What you should do
Print each record below character for character.

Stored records
· · ·
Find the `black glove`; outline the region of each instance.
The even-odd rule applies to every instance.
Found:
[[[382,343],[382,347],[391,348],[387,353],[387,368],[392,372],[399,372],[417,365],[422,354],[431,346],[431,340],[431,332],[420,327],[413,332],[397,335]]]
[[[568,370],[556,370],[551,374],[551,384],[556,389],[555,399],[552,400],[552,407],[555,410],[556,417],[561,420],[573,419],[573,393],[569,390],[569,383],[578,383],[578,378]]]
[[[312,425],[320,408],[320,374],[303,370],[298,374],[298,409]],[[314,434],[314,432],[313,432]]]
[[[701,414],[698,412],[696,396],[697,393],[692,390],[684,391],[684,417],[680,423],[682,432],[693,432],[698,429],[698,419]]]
· · ·
Solution to this task
Find the `black glove`; outline the region of each instance.
The even-odd rule applies to every instance.
Found:
[[[382,343],[382,347],[391,348],[387,353],[387,368],[392,372],[399,372],[417,365],[422,354],[431,346],[431,340],[431,332],[420,327],[413,332],[397,335]]]
[[[568,370],[556,370],[551,374],[551,384],[556,389],[555,399],[552,400],[552,407],[555,410],[556,417],[561,420],[573,419],[573,393],[569,390],[569,383],[578,383],[578,378]]]
[[[312,425],[320,408],[320,374],[303,370],[298,374],[298,409]],[[314,434],[314,432],[313,432]]]
[[[701,414],[698,412],[696,396],[697,393],[692,390],[684,391],[684,417],[680,423],[682,432],[693,432],[698,429],[698,419]]]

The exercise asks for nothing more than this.